**The task:**
Give every line of the listing below as a Markdown table with the columns Row and Line, numbering the rows in order and skipping blank lines.
--- Supplied records ---
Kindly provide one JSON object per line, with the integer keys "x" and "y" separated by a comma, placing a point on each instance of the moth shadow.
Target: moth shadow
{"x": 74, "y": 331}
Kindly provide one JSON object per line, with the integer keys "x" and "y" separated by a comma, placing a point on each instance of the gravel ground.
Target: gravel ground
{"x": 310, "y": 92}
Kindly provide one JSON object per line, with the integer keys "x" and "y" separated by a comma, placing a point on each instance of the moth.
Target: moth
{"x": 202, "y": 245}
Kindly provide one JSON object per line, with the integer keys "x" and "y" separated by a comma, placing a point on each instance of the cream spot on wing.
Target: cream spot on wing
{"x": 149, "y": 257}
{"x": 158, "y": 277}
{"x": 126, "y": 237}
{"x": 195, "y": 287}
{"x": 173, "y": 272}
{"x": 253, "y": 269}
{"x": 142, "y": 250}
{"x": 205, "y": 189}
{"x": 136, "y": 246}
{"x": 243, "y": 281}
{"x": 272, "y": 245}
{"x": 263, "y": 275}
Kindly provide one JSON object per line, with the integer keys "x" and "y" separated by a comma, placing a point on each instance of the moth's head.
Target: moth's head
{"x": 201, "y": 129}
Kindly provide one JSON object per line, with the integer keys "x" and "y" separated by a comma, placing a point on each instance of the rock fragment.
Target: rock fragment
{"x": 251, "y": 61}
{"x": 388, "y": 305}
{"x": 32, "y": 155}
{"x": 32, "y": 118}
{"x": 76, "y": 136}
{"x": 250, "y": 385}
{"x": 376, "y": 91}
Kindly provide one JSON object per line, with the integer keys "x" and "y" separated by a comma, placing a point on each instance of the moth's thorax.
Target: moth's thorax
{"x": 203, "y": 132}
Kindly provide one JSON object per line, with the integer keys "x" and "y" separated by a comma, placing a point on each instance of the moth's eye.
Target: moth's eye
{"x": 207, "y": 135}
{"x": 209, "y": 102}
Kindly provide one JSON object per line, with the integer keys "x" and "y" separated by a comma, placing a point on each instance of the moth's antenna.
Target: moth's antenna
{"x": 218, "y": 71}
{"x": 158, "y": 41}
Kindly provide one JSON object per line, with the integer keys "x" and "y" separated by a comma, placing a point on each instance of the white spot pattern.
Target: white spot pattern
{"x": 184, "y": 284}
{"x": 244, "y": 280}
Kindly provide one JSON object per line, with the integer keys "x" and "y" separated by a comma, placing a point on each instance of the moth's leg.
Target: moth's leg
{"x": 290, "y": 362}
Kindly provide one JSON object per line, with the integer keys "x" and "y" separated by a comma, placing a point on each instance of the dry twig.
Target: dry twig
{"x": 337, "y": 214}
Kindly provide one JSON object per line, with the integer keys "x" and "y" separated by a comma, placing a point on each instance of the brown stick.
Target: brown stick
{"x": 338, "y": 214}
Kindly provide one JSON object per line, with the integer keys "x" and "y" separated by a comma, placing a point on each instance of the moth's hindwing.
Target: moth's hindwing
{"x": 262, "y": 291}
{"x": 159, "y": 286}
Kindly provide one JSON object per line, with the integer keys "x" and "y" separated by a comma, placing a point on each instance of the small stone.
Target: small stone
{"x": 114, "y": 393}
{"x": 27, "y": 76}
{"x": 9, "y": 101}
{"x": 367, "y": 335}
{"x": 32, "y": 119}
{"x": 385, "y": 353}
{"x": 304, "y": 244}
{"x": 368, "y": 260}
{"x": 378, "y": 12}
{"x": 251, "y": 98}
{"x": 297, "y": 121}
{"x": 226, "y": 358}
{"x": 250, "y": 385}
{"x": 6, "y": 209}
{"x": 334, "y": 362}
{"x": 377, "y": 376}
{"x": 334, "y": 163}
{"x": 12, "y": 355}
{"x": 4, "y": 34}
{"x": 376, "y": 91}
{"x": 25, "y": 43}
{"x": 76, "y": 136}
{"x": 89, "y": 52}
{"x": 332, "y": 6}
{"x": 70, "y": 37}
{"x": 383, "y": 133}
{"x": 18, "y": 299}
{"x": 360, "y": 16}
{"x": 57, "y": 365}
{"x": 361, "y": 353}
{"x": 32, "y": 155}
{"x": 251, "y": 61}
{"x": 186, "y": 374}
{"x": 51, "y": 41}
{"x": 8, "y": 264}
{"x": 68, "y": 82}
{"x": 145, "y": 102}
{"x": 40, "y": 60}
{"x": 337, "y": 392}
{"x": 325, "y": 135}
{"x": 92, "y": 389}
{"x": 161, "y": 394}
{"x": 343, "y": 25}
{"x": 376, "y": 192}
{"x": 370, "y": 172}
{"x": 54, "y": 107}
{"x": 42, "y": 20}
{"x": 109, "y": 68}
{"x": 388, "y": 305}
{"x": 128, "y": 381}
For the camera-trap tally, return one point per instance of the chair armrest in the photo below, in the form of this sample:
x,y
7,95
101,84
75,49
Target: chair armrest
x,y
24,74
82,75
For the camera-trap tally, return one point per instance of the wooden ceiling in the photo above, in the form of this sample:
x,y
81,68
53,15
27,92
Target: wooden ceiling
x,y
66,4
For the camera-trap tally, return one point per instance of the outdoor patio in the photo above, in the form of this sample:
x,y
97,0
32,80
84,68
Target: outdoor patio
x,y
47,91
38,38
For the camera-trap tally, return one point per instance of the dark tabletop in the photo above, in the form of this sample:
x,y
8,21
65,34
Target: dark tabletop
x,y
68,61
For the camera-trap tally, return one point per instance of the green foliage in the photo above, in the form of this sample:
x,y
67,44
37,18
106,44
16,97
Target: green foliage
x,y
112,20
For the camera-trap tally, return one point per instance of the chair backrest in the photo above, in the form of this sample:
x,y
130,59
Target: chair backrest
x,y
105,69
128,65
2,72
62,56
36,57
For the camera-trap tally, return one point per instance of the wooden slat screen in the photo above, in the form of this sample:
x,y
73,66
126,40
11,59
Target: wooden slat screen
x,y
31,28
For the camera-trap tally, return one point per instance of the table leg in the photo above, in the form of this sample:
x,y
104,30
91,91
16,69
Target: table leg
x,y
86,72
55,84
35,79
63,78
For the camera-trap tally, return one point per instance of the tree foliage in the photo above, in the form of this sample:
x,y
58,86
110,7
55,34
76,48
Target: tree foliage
---
**Output for this task:**
| Row | Line |
|---|---|
| 1 | Kindly provide one JSON object per line, with the integer keys "x" and "y" separated by a comma, placing a point on each instance of the moth shadow. |
| 2 | Target: moth shadow |
| 3 | {"x": 74, "y": 331} |
| 4 | Kindly provide one JSON object per line, with the integer keys "x" and "y" separated by a comma, placing a point on each instance of the gravel ground. |
| 5 | Target: gravel ground |
| 6 | {"x": 310, "y": 92} |
| 7 | Kindly provide one JSON object per line, with the integer keys "x" and "y" separated by a comma, placing a point on each instance of the moth. |
| 8 | Target: moth |
| 9 | {"x": 202, "y": 245} |
| 10 | Kindly provide one JSON object per line, with the integer keys "x" and "y" separated by a comma, placing a point on each instance of the cream spot on wing. |
| 11 | Target: cream spot on wing |
| 12 | {"x": 149, "y": 257} |
| 13 | {"x": 158, "y": 277} |
| 14 | {"x": 126, "y": 237} |
| 15 | {"x": 195, "y": 287} |
| 16 | {"x": 173, "y": 272} |
| 17 | {"x": 253, "y": 269} |
| 18 | {"x": 142, "y": 250} |
| 19 | {"x": 205, "y": 189} |
| 20 | {"x": 136, "y": 246} |
| 21 | {"x": 243, "y": 281} |
| 22 | {"x": 272, "y": 245} |
| 23 | {"x": 263, "y": 275} |
| 24 | Kindly provide one JSON object per line, with the integer keys "x" and "y" separated by a comma, placing a point on each instance of the moth's head. |
| 25 | Target: moth's head |
| 26 | {"x": 201, "y": 129} |
| 27 | Kindly provide one JSON object per line, with the integer keys "x" and "y" separated by a comma, placing a point on each instance of the rock fragment. |
| 28 | Target: rock fragment |
| 29 | {"x": 251, "y": 61} |
| 30 | {"x": 388, "y": 305} |
| 31 | {"x": 32, "y": 155} |
| 32 | {"x": 32, "y": 118} |
| 33 | {"x": 76, "y": 136} |
| 34 | {"x": 250, "y": 385} |
| 35 | {"x": 376, "y": 91} |
| 36 | Kindly provide one JSON object per line, with the integer keys "x" and "y" separated by a comma, placing a point on each instance of the moth's thorax. |
| 37 | Target: moth's thorax |
| 38 | {"x": 203, "y": 132} |
| 39 | Kindly provide one JSON object per line, with the integer keys "x" and "y" separated by a comma, placing a point on each instance of the moth's eye. |
| 40 | Target: moth's eye |
| 41 | {"x": 207, "y": 135} |
| 42 | {"x": 209, "y": 102} |
| 43 | Kindly provide one JSON object per line, with the integer keys "x" and "y" separated by a comma, placing a point on each instance of the moth's antenna. |
| 44 | Target: moth's antenna |
| 45 | {"x": 218, "y": 71} |
| 46 | {"x": 158, "y": 41} |
| 47 | Kindly provide one JSON object per line, with the integer keys "x" and "y" separated by a comma, placing a point on each instance of the white spot pattern. |
| 48 | Target: white spot pattern |
| 49 | {"x": 184, "y": 284} |
| 50 | {"x": 244, "y": 280} |
| 51 | Kindly provide one JSON object per line, with the integer keys "x" and "y" separated by a comma, placing a point on each instance of the moth's leg. |
| 52 | Target: moth's leg |
| 53 | {"x": 290, "y": 362} |
| 54 | Kindly provide one JSON object per line, with the integer keys "x" and "y" separated by a comma, placing a point on each instance of the dry twig. |
| 55 | Target: dry twig |
| 56 | {"x": 337, "y": 214} |
| 57 | Kindly provide one JSON object per line, with the integer keys "x" and "y" separated by a comma, placing a point on each instance of the brown stick. |
| 58 | Target: brown stick |
| 59 | {"x": 338, "y": 214} |
| 60 | Kindly provide one JSON object per line, with the integer keys "x" and "y" separated by a comma, placing a point on each instance of the moth's hindwing. |
| 61 | Target: moth's hindwing |
| 62 | {"x": 262, "y": 291} |
| 63 | {"x": 159, "y": 286} |
| 64 | Kindly provide one JSON object per line, with the integer keys "x" and "y" separated by a comma, placing a point on each instance of the small stone. |
| 65 | Target: small stone |
| 66 | {"x": 114, "y": 393} |
| 67 | {"x": 27, "y": 76} |
| 68 | {"x": 9, "y": 101} |
| 69 | {"x": 367, "y": 335} |
| 70 | {"x": 32, "y": 119} |
| 71 | {"x": 385, "y": 353} |
| 72 | {"x": 304, "y": 244} |
| 73 | {"x": 368, "y": 260} |
| 74 | {"x": 378, "y": 12} |
| 75 | {"x": 251, "y": 98} |
| 76 | {"x": 297, "y": 121} |
| 77 | {"x": 226, "y": 358} |
| 78 | {"x": 250, "y": 385} |
| 79 | {"x": 6, "y": 209} |
| 80 | {"x": 334, "y": 362} |
| 81 | {"x": 377, "y": 376} |
| 82 | {"x": 334, "y": 163} |
| 83 | {"x": 12, "y": 355} |
| 84 | {"x": 4, "y": 34} |
| 85 | {"x": 376, "y": 91} |
| 86 | {"x": 25, "y": 43} |
| 87 | {"x": 76, "y": 136} |
| 88 | {"x": 89, "y": 52} |
| 89 | {"x": 332, "y": 6} |
| 90 | {"x": 70, "y": 37} |
| 91 | {"x": 383, "y": 133} |
| 92 | {"x": 18, "y": 299} |
| 93 | {"x": 360, "y": 16} |
| 94 | {"x": 57, "y": 365} |
| 95 | {"x": 361, "y": 353} |
| 96 | {"x": 32, "y": 155} |
| 97 | {"x": 251, "y": 61} |
| 98 | {"x": 186, "y": 374} |
| 99 | {"x": 51, "y": 41} |
| 100 | {"x": 8, "y": 264} |
| 101 | {"x": 68, "y": 82} |
| 102 | {"x": 145, "y": 102} |
| 103 | {"x": 40, "y": 60} |
| 104 | {"x": 337, "y": 392} |
| 105 | {"x": 325, "y": 135} |
| 106 | {"x": 92, "y": 389} |
| 107 | {"x": 161, "y": 394} |
| 108 | {"x": 343, "y": 25} |
| 109 | {"x": 376, "y": 192} |
| 110 | {"x": 370, "y": 172} |
| 111 | {"x": 54, "y": 107} |
| 112 | {"x": 42, "y": 20} |
| 113 | {"x": 109, "y": 68} |
| 114 | {"x": 388, "y": 305} |
| 115 | {"x": 128, "y": 381} |
| 116 | For the camera-trap tally, return one point per instance of the chair armrest in the photo below, in the form of this sample: |
| 117 | x,y |
| 118 | 7,95 |
| 119 | 101,84 |
| 120 | 75,49 |
| 121 | Target: chair armrest |
| 122 | x,y |
| 123 | 24,74 |
| 124 | 82,75 |
| 125 | For the camera-trap tally, return one point per instance of the wooden ceiling in the photo above, in the form of this sample: |
| 126 | x,y |
| 127 | 81,68 |
| 128 | 53,15 |
| 129 | 27,92 |
| 130 | Target: wooden ceiling |
| 131 | x,y |
| 132 | 66,4 |
| 133 | For the camera-trap tally, return one point per instance of the outdoor patio in the photo above, in the form of this sample: |
| 134 | x,y |
| 135 | 97,0 |
| 136 | 32,80 |
| 137 | 84,68 |
| 138 | Target: outdoor patio |
| 139 | x,y |
| 140 | 47,91 |
| 141 | 38,38 |
| 142 | For the camera-trap tally, return one point per instance of the dark tabletop in the photo above, in the form of this sample: |
| 143 | x,y |
| 144 | 8,21 |
| 145 | 65,34 |
| 146 | Target: dark tabletop |
| 147 | x,y |
| 148 | 68,61 |
| 149 | For the camera-trap tally, return one point per instance of the green foliage in the photo above, in the form of this sample: |
| 150 | x,y |
| 151 | 67,44 |
| 152 | 37,18 |
| 153 | 106,44 |
| 154 | 16,97 |
| 155 | Target: green foliage |
| 156 | x,y |
| 157 | 112,20 |
| 158 | For the camera-trap tally, return one point per instance of the chair backrest in the photo above, in the form of this sample: |
| 159 | x,y |
| 160 | 130,59 |
| 161 | Target: chair backrest |
| 162 | x,y |
| 163 | 105,69 |
| 164 | 128,65 |
| 165 | 2,72 |
| 166 | 62,56 |
| 167 | 36,57 |
| 168 | For the camera-trap tally, return one point per instance of the wooden slat screen in the photo above, in the form of this sample: |
| 169 | x,y |
| 170 | 73,66 |
| 171 | 126,40 |
| 172 | 11,59 |
| 173 | Target: wooden slat screen |
| 174 | x,y |
| 175 | 31,28 |
| 176 | For the camera-trap tally, return one point per instance of the table leg in the photo above, in the form of this sample: |
| 177 | x,y |
| 178 | 104,30 |
| 179 | 91,91 |
| 180 | 16,69 |
| 181 | Target: table leg |
| 182 | x,y |
| 183 | 86,72 |
| 184 | 55,84 |
| 185 | 35,79 |
| 186 | 63,78 |
| 187 | For the camera-trap tally, return one point per instance of the tree foliage in the photo above, in the form of this sample: |
| 188 | x,y |
| 189 | 58,86 |
| 190 | 110,7 |
| 191 | 55,34 |
| 192 | 76,48 |
| 193 | Target: tree foliage |